Precedence: bulk


MENGAPA CUA'AK STRES PASCA DOM?

Oleh: Waspada Samosir

        Alkisah Cu'ak pasca DOM di Aceh katanya kini gelisah dan stres. Kenapa
stres .....? Sekilas perlu dibahas tentang definisi cua'ak. Bagi masyarakat
Aceh, arti kata cu'ak sudah sangat paham. Tapi bagi masyarakat luar Aceh
tentu masih banyak bertanya: cu'ak itu binatang apa?
        Gelar cu'ak itu sesungguhnya sangat hina dalam sudut pandang masyarakat
Aceh. karena tugas sebagai cu'ak hanya segelintir orang-orang yang tidak
bermoral. Bersifat dengki dan khianat terhadap orang lain. Berkolusi dengan
penguasa, menghalalkan segala cara dalam bertindak untuk mencapai suatu
tujuan tertentu.
        Selama diberlakukan Aceh sebagai Daerah Operasi Militer (DOM) dalam
menumpas Gerakan Pengacau Liar (GPL) selama 9 tahun lamanya (1989-1998),
pihak militer memberi gelar sebagai Tenaga Pembantu Operasi (TPO). Di jaman
penjajahan Belanda dulu, cu'ak disebut sebagai loh atau yang lebih populer
disebut 'Panglima Tibang'. Dalam tugasnya, Panglima Tibang menjadi mata-mata
Belanda untuk berkhianat kepada bangsanya sendiri.

> **Instruksi Tertulis A**
Salin ulang seluruh tulisan tentang cu'ak pasca DOM tanpa mengubah satu karakter pun.
Tulisan di atas dan catatan yang menyertainya tidak saling berkaitan.

[Catatan pelabelan dan segmentasi]

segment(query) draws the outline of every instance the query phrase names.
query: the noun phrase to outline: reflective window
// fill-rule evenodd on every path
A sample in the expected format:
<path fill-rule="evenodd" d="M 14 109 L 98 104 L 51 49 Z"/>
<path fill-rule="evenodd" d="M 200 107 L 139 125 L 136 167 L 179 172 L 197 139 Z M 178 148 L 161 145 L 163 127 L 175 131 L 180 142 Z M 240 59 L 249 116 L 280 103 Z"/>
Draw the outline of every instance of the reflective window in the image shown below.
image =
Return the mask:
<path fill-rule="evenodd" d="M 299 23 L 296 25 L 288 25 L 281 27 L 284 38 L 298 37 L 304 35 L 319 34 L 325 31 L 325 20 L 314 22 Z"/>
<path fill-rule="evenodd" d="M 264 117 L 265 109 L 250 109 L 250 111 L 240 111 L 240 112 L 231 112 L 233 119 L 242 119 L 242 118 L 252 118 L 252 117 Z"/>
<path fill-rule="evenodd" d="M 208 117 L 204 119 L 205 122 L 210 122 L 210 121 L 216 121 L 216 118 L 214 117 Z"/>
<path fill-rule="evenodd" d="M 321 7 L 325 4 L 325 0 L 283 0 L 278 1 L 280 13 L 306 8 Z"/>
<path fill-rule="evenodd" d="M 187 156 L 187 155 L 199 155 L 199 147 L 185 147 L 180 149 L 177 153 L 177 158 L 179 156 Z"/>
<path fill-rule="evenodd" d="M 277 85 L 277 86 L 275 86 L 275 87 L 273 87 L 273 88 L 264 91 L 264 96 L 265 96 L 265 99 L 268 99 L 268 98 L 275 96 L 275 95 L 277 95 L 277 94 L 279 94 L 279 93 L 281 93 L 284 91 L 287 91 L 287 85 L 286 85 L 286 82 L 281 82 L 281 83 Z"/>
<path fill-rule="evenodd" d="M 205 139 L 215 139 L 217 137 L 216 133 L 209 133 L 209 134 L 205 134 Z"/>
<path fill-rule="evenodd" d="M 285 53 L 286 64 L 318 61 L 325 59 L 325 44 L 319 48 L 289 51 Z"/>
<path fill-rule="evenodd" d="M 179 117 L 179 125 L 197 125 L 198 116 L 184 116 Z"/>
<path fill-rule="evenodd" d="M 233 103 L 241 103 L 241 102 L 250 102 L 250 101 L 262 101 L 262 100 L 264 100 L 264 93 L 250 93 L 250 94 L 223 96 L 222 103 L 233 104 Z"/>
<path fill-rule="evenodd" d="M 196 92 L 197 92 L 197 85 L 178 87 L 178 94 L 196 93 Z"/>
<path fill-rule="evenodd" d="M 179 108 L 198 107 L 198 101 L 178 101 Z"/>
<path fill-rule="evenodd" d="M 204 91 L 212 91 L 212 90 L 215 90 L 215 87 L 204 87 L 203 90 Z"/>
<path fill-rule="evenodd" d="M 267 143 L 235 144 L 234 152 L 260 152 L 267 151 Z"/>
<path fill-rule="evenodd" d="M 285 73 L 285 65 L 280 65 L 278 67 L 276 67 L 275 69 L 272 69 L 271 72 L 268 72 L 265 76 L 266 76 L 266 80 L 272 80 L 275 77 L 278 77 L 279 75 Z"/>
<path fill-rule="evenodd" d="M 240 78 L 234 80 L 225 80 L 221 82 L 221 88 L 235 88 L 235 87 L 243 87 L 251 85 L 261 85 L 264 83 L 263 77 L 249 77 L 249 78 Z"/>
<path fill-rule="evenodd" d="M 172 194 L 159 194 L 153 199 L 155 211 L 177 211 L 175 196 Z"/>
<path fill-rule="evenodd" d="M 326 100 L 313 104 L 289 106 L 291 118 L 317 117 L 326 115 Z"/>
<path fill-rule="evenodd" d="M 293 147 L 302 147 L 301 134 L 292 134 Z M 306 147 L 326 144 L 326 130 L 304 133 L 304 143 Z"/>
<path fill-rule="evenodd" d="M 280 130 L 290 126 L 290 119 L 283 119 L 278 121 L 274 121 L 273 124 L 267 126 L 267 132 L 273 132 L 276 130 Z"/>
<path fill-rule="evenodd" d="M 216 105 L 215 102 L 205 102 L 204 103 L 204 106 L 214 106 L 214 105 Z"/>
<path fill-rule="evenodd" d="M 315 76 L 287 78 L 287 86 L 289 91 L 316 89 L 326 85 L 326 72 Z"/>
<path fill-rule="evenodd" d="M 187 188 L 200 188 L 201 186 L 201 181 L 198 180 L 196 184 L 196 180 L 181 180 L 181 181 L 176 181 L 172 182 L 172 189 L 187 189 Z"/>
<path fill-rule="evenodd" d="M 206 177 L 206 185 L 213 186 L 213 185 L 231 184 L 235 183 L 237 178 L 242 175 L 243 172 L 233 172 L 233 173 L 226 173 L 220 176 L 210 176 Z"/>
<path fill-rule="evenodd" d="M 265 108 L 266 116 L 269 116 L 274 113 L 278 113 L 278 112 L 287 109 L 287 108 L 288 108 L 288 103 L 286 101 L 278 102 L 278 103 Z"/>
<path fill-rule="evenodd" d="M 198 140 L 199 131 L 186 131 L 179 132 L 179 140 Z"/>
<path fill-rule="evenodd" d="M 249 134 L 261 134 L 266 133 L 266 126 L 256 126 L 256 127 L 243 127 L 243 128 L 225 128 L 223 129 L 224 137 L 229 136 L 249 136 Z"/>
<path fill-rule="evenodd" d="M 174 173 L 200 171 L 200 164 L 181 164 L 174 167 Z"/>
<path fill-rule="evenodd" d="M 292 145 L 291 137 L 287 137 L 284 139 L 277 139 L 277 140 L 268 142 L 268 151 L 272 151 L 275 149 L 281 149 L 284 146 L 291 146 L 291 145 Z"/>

> **Instruksi Tertulis B**
Tuliskan kembali hanya baris catatan dari awal catatan sampai baris yang memuat "321 7 L 325", dengan "outline" ditukar menjadi "contour" dan semua bagian lain tetap sama.

> **Jawaban A**
Precedence: bulk


MENGAPA CUA'AK STRES PASCA DOM?

Oleh: Waspada Samosir

        Alkisah Cu'ak pasca DOM di Aceh katanya kini gelisah dan stres. Kenapa
stres .....? Sekilas perlu dibahas tentang definisi cua'ak. Bagi masyarakat
Aceh, arti kata cu'ak sudah sangat paham. Tapi bagi masyarakat luar Aceh
tentu masih banyak bertanya: cu'ak itu binatang apa?
        Gelar cu'ak itu sesungguhnya sangat hina dalam sudut pandang masyarakat
Aceh. karena tugas sebagai cu'ak hanya segelintir orang-orang yang tidak
bermoral. Bersifat dengki dan khianat terhadap orang lain. Berkolusi dengan
penguasa, menghalalkan segala cara dalam bertindak untuk mencapai suatu
tujuan tertentu.
        Selama diberlakukan Aceh sebagai Daerah Operasi Militer (DOM) dalam
menumpas Gerakan Pengacau Liar (GPL) selama 9 tahun lamanya (1989-1998),
pihak militer memberi gelar sebagai Tenaga Pembantu Operasi (TPO). Di jaman
penjajahan Belanda dulu, cu'ak disebut sebagai loh atau yang lebih populer
disebut 'Panglima Tibang'. Dalam tugasnya, Panglima Tibang menjadi mata-mata
Belanda untuk berkhianat kepada bangsanya sendiri.

> **Jawaban B**
segment(query) draws the contour of every instance the query phrase names.
query: the noun phrase to contour: reflective window
// fill-rule evenodd on every path
A sample in the expected format:
<path fill-rule="evenodd" d="M 14 109 L 98 104 L 51 49 Z"/>
<path fill-rule="evenodd" d="M 200 107 L 139 125 L 136 167 L 179 172 L 197 139 Z M 178 148 L 161 145 L 163 127 L 175 131 L 180 142 Z M 240 59 L 249 116 L 280 103 Z"/>
Draw the contour of every instance of the reflective window in the image shown below.
image =
Return the mask:
<path fill-rule="evenodd" d="M 299 23 L 296 25 L 288 25 L 281 27 L 284 38 L 298 37 L 304 35 L 319 34 L 325 31 L 325 20 L 314 22 Z"/>
<path fill-rule="evenodd" d="M 264 117 L 265 109 L 250 109 L 250 111 L 240 111 L 240 112 L 231 112 L 233 119 L 242 119 L 242 118 L 252 118 L 252 117 Z"/>
<path fill-rule="evenodd" d="M 208 117 L 204 119 L 205 122 L 210 122 L 210 121 L 216 121 L 216 118 L 214 117 Z"/>
<path fill-rule="evenodd" d="M 321 7 L 325 4 L 325 0 L 283 0 L 278 1 L 280 13 L 306 8 Z"/>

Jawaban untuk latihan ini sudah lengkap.